**What the exercise asks**. Please return the passage of the article on the Schmidt video below, word for word, starting with "The Kansas Democratic Party posted" and going on through "fully funding schools.".

··· Study text

Kansas Democratic Party edits video of Schmidt to mislead on school funding stance

The Kansas Democratic Party posted to social media Friday an edited and out-of-context video clip to suggest that Kansas Attorney General Derek Schmidt, the Republican nominee for governor, opposes fully funding schools.

The party posted a looped snippet of a recent Fox News interview to show Schmidt repeating the phrase, “What good does it do to fully fund schools?”

But that clip is only half of Schmidt’s sentence in the unedited video in the full Fox News segment in which he makes a different point about schools.

“What good does it do to fully fund schools if you turn around and lock the children out of them?” Schmidt said in the unedited video. It’s an attack Schmidt has made against incumbent Democratic Gov. Laura Kelly throughout the campaign related to school closures in 2020 at the height of the COVID-19 pandemic.

Schmidt’s campaign manager, C.J. Grover, posted the full clip to Twitter calling the Kansas Democratic Party’s edits “outright misinformation.”

Kelly’s decision to end in-person instruction in March of 2020 was in line with similar decisions being made by governors nationwide. But achievement test scores have dropped both nationally and in Kansas since the disruption to in-person instruction.

Kelly has stood by that decision saying repeatedly that she acted with the information she had at the time to protect the lives of students and teachers.

In a statement Emma O’Brien, a spokeswoman for the KDP, said Schmidt’s campaign’s complaints about the video “ring especially hollow” because the Republican Governors Association spent millions on an ad that similarly used an out-of-context clip of Kelly to suggest she was celebrating the possibility of a recession.

“It’s no surprise that Derek Schmidt and his team are panicking about Kansans learning the truth about his record – after supporting a bill that underfunded schools in the state Senate and defending Brownback’s tax cuts to public schools as Attorney General, he’s already proven that he can’t be trusted when it comes to fully funding public education,” O’Brien said.

······
··· Entries provided

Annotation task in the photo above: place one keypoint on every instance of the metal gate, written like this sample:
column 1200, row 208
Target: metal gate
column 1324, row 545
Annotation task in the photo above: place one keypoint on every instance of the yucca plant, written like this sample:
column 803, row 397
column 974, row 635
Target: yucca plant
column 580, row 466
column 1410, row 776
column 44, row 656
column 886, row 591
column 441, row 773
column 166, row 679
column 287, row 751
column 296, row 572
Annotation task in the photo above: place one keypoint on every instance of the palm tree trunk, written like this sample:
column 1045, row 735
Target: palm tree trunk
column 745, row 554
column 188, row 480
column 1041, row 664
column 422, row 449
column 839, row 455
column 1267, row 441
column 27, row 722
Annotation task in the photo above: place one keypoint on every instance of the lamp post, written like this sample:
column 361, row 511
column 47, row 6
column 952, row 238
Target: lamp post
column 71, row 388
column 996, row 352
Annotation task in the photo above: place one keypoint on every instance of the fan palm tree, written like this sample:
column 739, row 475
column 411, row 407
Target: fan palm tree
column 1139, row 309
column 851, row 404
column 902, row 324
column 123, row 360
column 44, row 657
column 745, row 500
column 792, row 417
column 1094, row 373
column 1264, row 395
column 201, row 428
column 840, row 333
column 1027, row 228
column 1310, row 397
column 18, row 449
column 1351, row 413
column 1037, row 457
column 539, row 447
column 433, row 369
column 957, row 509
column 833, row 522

······
··· Entries provided

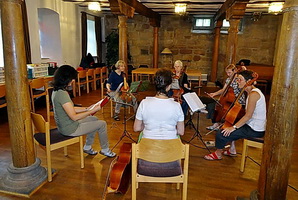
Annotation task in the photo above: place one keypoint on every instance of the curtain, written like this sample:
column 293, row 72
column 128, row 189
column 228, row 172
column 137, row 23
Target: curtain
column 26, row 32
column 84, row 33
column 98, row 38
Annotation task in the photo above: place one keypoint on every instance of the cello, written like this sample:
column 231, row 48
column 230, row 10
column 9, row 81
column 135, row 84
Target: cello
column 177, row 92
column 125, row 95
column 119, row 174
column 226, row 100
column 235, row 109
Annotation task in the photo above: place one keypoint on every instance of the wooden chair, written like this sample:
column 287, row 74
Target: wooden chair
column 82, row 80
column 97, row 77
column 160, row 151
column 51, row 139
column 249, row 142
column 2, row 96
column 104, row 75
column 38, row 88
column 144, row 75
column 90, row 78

······
··· Entries provided

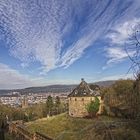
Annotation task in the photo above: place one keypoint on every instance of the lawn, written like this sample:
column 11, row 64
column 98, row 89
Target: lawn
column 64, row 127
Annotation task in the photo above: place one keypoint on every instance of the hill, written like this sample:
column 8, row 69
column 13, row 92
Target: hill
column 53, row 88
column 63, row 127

······

**Solved problem**.
The Kansas Democratic Party posted to social media Friday an edited and out-of-context video clip to suggest that Kansas Attorney General Derek Schmidt, the Republican nominee for governor, opposes fully funding schools.